* [EXERCISE PASSAGE]:
···

# Duvel Yeast



## hockadays (20/9/05)

Hi folks,,

Just craked a big bottle of duvel and kept the yeast in the bottom to use later. Does anyone know if this strain is the same they use for the primary or is it a different strain. There web site say's they sec ferment in the bottle at 24C so I'm guessing they don't add a lager yeast. 

Has anyone had success with this culture?

Matt


----------



## Jazman (20/9/05)

i havent cultured it but then u dont know how old it is plus u cna buy hte wyeast 1388 pack and it spos to be the same strain and at least u know u get a good yeast strain also it not reconmwnde to culture form beerbigger than 5.5% abv as high alcohol in a beer means more tired yeast ect


----------



## hockadays (20/9/05)

···

* [EXERCISE GOAL]:
Answer these questions from the Duvel yeast thread:
1. According to the Duvel website, at what temperature does the secondary fermentation in the bottle take place?
2. Which Wyeast pack is said to be the same strain?
3. Above what alcohol strength is culturing yeast from a beer not recommended?
You won't need the entries that follow the Duvel yeast thread.

···

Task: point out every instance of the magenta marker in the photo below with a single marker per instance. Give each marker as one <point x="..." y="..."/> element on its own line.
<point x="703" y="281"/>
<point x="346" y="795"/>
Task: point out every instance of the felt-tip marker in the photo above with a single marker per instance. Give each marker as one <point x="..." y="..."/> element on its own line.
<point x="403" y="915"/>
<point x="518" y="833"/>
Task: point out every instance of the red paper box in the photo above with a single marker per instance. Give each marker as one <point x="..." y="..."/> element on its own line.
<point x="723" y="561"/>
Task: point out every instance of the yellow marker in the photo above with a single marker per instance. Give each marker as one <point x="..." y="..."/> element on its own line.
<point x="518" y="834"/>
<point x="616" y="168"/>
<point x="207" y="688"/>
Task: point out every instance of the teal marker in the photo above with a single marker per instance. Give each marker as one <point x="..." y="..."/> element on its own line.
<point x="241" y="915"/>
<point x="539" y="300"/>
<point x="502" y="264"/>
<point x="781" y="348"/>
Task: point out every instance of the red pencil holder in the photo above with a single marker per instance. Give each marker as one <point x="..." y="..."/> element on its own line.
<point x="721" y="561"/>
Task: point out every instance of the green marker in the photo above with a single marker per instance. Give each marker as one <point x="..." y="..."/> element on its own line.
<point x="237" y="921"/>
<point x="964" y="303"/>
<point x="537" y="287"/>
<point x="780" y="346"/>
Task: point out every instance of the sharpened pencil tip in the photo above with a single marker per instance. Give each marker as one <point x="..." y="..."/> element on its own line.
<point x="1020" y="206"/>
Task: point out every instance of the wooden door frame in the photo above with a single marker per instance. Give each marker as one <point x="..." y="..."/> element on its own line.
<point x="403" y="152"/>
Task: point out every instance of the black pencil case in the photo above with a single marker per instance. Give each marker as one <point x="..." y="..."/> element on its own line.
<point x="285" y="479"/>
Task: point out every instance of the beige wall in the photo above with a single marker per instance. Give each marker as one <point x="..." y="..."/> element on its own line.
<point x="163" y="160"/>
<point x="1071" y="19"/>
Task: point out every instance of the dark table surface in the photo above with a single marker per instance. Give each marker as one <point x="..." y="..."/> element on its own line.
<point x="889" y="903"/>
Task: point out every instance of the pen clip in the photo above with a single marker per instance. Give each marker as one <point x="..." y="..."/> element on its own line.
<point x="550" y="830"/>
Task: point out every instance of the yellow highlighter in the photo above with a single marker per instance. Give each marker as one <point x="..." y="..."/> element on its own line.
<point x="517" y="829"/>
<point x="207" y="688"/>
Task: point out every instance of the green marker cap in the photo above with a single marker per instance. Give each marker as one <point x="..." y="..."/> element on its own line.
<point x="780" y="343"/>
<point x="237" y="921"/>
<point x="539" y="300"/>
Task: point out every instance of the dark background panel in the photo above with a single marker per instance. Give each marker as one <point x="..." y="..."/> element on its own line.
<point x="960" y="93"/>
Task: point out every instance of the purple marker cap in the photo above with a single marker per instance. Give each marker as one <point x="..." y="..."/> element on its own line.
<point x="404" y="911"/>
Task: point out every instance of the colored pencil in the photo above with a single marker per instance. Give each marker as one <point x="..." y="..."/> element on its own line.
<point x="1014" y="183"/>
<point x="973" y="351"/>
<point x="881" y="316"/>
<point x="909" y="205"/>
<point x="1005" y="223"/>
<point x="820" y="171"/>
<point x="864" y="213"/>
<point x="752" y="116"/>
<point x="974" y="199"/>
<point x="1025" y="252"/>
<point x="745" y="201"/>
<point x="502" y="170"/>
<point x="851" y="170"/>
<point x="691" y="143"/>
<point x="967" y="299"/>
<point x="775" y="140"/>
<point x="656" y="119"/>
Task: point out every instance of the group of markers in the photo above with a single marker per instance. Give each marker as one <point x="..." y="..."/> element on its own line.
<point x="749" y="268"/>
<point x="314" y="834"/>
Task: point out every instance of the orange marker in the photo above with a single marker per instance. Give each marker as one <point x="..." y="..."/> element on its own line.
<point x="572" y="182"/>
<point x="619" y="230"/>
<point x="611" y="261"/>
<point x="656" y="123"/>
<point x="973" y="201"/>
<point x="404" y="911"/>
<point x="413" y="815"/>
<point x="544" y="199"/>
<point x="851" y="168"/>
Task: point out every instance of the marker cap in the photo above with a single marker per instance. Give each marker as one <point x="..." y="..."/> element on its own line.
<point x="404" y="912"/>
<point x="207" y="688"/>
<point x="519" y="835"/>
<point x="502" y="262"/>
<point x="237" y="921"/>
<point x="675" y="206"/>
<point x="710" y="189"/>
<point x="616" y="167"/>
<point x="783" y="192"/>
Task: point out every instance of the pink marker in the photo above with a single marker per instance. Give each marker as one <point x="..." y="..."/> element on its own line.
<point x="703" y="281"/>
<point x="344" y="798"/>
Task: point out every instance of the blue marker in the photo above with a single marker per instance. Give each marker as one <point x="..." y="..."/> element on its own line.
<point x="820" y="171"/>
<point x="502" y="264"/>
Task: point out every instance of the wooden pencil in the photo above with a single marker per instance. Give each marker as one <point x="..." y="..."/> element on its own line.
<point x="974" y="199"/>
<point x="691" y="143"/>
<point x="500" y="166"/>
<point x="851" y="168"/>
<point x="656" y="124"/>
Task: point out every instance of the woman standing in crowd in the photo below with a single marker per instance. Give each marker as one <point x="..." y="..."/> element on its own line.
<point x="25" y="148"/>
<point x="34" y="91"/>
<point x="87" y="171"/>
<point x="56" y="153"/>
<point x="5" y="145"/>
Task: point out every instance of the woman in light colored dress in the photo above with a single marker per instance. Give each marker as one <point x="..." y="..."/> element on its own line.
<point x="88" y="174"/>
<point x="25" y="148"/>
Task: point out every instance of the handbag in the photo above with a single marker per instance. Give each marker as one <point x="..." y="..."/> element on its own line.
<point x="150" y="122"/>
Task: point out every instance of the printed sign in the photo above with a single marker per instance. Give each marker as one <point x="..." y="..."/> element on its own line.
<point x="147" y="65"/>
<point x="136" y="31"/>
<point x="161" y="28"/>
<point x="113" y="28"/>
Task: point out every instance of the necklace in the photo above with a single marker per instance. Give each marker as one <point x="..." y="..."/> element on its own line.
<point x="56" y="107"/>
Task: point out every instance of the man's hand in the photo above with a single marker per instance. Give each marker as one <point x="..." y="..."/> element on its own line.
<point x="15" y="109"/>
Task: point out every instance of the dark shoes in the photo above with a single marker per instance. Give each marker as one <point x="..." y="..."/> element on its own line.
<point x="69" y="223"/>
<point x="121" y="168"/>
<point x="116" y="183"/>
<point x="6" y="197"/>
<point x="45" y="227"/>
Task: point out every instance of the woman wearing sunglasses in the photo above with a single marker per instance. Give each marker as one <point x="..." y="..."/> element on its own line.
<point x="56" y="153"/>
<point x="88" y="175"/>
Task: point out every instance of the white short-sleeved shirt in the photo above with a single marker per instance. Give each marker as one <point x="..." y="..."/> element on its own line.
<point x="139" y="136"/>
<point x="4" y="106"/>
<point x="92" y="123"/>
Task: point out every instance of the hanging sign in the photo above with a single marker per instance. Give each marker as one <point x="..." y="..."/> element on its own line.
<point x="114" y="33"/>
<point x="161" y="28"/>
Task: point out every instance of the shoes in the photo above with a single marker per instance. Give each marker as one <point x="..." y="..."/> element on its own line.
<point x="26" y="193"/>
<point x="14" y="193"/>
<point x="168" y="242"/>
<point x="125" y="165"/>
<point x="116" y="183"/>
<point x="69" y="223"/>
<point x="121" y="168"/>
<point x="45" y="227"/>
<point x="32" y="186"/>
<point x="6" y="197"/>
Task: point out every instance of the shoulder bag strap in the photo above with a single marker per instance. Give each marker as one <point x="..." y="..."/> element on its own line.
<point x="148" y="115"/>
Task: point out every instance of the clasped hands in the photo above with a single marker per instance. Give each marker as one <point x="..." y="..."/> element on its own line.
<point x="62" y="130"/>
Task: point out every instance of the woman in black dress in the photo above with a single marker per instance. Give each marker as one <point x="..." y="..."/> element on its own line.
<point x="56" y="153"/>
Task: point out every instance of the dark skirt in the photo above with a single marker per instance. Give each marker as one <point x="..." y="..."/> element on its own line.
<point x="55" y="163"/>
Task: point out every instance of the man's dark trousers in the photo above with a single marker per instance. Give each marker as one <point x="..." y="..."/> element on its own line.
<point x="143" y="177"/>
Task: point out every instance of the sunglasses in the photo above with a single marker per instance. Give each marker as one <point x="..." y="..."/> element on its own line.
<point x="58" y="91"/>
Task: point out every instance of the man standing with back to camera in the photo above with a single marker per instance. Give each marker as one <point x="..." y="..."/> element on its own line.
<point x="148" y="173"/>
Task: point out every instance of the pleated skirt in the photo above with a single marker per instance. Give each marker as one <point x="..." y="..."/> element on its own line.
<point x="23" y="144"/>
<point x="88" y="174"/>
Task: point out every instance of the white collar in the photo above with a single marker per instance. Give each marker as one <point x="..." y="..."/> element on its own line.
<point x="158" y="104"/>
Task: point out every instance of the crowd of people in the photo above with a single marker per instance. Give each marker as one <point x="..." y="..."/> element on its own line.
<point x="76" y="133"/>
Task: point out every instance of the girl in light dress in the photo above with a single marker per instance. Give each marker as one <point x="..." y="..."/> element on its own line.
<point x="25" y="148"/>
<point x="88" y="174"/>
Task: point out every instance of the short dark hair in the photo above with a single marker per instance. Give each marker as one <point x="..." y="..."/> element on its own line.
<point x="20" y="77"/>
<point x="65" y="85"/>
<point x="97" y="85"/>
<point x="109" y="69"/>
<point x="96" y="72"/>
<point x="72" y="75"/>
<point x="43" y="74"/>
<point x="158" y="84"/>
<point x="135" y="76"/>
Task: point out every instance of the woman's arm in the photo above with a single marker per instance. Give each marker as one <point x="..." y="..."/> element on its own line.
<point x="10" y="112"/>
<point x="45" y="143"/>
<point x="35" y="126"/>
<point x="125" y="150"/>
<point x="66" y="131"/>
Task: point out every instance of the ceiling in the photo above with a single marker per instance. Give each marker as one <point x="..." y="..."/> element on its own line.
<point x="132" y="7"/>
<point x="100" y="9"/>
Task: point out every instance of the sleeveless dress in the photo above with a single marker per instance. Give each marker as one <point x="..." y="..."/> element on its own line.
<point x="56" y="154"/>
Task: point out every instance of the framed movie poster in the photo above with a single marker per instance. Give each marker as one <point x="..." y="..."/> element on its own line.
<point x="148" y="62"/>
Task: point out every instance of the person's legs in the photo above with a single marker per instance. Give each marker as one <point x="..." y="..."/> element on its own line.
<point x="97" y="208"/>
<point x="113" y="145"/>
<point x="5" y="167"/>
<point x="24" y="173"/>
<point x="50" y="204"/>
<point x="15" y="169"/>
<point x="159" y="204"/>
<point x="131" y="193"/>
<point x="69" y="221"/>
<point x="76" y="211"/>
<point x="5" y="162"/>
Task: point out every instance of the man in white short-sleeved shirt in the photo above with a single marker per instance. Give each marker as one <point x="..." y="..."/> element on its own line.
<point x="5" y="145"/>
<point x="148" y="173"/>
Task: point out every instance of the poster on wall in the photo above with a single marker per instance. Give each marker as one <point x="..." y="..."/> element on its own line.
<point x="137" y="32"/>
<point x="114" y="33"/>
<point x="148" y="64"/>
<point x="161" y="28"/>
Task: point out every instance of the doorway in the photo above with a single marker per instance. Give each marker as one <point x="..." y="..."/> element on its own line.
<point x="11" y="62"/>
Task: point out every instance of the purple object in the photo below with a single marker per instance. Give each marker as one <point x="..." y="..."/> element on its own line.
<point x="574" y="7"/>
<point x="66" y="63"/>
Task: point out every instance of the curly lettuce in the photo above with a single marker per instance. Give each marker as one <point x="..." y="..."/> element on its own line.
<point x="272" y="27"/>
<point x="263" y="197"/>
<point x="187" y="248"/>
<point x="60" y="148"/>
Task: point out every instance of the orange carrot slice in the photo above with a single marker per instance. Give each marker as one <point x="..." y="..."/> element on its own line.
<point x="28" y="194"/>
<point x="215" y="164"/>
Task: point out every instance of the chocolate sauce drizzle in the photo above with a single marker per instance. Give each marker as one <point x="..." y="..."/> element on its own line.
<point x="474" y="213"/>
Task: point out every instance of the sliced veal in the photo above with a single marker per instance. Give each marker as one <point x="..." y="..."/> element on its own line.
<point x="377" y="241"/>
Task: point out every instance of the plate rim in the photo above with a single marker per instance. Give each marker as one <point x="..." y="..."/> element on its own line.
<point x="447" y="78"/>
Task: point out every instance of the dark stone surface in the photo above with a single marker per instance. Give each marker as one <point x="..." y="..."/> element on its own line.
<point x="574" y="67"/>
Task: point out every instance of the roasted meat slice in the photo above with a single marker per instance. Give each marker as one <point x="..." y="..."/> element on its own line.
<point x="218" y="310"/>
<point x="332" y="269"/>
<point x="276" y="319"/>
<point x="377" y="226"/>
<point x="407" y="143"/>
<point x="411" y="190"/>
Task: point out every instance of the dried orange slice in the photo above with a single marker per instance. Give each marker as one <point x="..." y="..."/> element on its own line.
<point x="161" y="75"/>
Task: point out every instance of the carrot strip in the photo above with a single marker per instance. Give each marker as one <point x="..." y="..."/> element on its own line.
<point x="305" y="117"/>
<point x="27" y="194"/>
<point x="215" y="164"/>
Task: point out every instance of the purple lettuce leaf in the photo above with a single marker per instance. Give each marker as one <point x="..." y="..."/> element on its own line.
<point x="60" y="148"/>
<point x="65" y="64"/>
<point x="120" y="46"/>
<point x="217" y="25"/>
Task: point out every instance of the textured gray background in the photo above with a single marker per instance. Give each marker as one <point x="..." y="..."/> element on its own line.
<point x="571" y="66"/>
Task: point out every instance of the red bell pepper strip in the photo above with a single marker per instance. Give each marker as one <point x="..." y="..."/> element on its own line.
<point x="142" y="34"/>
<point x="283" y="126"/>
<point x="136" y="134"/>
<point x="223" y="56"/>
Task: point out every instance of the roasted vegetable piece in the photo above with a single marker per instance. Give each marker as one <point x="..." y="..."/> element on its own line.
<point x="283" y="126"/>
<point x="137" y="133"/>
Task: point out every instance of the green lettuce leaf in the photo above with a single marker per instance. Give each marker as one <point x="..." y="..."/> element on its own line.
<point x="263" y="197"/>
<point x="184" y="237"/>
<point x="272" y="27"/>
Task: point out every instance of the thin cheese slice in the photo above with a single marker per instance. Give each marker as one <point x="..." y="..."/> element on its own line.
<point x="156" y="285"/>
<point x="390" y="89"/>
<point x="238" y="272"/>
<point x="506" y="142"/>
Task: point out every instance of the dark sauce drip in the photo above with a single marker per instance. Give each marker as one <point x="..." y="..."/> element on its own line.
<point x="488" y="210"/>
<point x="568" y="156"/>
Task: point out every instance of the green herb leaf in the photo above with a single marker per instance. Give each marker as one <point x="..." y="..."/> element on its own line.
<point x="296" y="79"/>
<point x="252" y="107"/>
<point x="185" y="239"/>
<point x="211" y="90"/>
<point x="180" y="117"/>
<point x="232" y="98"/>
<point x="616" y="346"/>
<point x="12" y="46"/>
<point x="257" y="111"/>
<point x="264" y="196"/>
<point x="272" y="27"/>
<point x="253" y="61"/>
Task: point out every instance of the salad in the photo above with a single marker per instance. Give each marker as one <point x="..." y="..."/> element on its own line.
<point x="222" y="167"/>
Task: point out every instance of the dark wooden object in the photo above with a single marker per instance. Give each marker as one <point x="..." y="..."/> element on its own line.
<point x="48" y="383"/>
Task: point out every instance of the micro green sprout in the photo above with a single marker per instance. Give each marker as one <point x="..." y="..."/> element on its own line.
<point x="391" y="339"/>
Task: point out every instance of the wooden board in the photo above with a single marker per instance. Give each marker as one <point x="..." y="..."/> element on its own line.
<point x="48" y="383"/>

···

* [EXERCISE ANSWER]:
1. 24C
2. Wyeast 1388
3. 5.5% ABV